*** Opening DATASET EXTRACT ***

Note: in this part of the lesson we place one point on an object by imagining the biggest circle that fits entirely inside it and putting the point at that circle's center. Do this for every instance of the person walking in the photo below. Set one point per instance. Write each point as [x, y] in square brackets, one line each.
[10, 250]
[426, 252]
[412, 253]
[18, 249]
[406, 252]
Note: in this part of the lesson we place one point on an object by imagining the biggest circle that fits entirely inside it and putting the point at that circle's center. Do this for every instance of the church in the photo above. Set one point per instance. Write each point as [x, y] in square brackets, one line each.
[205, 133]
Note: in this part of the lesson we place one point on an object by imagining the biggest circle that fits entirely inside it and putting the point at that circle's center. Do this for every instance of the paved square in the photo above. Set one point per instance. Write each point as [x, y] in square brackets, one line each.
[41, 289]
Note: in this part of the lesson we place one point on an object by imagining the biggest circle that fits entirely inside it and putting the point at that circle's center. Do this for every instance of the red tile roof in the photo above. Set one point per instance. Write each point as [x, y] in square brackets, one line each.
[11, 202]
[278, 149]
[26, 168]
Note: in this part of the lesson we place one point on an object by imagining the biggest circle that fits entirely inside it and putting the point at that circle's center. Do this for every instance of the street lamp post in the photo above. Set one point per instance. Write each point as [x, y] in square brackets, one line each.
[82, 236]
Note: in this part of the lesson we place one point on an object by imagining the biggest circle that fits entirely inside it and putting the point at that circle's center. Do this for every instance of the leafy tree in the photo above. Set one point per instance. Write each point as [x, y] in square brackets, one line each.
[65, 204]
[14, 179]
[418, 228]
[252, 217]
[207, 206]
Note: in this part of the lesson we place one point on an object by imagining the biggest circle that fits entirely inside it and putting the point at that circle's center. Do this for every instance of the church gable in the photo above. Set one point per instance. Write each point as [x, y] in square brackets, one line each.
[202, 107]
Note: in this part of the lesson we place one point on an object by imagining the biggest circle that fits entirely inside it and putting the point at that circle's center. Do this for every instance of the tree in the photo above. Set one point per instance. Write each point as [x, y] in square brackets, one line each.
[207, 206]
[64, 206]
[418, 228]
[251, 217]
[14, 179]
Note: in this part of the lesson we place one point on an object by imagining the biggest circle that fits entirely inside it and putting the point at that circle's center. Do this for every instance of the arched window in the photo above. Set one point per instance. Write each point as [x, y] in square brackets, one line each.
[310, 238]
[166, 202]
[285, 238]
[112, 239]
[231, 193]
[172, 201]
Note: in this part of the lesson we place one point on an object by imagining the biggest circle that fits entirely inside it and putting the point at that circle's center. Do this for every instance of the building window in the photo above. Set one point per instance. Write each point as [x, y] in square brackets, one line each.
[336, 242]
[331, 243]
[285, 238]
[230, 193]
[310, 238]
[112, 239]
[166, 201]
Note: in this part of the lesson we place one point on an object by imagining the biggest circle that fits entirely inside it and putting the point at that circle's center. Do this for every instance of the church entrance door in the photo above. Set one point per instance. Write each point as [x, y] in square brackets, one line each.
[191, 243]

*** Closing DATASET EXTRACT ***

__EXERCISE REQUIREMENTS__: Print all records shown above, word for word.

__ANSWER BOX__:
Note: in this part of the lesson we place one point on an object by imagining the biggest circle that fits entirely inside it and putting the point at that circle's center. Do this for every instance of the person walking in the photo below. Set one point per instance. Write each point as [x, y] in square brackets, one line each.
[10, 250]
[426, 252]
[412, 253]
[18, 249]
[406, 252]
Note: in this part of the lesson we place one point on an object by imagining the biggest circle that fits entirely inside it and putting the point at that circle's center. Do this for every instance of the church in the photo above. Set one point per instance. Write each point as [x, y] in square brackets, one line each.
[205, 133]
Note: in this part of the lesson we place one point on an object by imagining the biggest circle that fits entirely inside it and putting the point at that circle's center. Do this for every instance of the paved square in the photo above. Set one point per instance. Write each point as [x, y] in square brackets, one line each.
[41, 289]
Note: in this part of the lesson we place one point on an object by imagining the biggest circle that fits entirely inside it and putting the point at that circle's center. Do this for every instance of the red tile roof in the photo above. Set one point per instance. Write each point as [x, y] in square brackets, one line each.
[11, 202]
[278, 149]
[26, 168]
Note: in this part of the lesson we place one point on an object by imagining the biggest circle that fits entirely inside it and putting the point at that circle's center. Do this for every instance of the street lamp post in the photo above. Set one point per instance. Write each point as [x, y] in square brackets, one line each.
[82, 236]
Note: in this part of the lesson we place one point on an object by imagining the biggest circle that fits entirely inside it and putting the point at that circle's center. Do this for every instance of the leafy tree in the photo above. Set one point per instance. Write each point as [x, y] in square brackets, one line each.
[65, 204]
[14, 179]
[418, 228]
[252, 217]
[207, 206]
Note: in this part of the lesson we place one point on an object by imagining the biggest circle that fits entirely inside it and putting the point at that circle's center. Do this for every instance of the church gable in the photo above. Set one point per instance. Write each point as [x, y] in square brackets, one line each.
[202, 107]
Note: in this part of the lesson we place one point on an object by imagining the biggest circle that fits entirely inside it and putting the point at that circle's center. Do this for every instance of the tree in the photo above. Set one point per instance. Write each point as [x, y] in square brackets, one line each.
[207, 206]
[64, 206]
[418, 228]
[251, 217]
[14, 179]
Note: in this part of the lesson we place one point on an object by imagining the biggest circle that fits entirely inside it and putting the point at that circle's center. Do this for every instance of the arched window in the photo above. Set one point per instance. Write each point as [x, y] in square brackets, one line each.
[310, 238]
[166, 202]
[285, 238]
[112, 239]
[231, 193]
[172, 201]
Note: in this part of the lesson we place one point on an object by imagining the biggest circle that fits entirely inside it and putting the point at that circle's center. Do this for every instance of the building window in the photo above. Set one point per instance. Write each point as [x, y] in square brackets, one line each.
[336, 242]
[331, 243]
[285, 238]
[230, 193]
[310, 238]
[112, 239]
[166, 201]
Note: in this part of the lesson we place one point on an object by imagining the biggest circle that fits entirely inside it and putting the point at that circle's center. Do this for every instance of the church entrance door in the photo above. Set one point per instance. Write each point as [x, y] in square brackets, one line each.
[191, 243]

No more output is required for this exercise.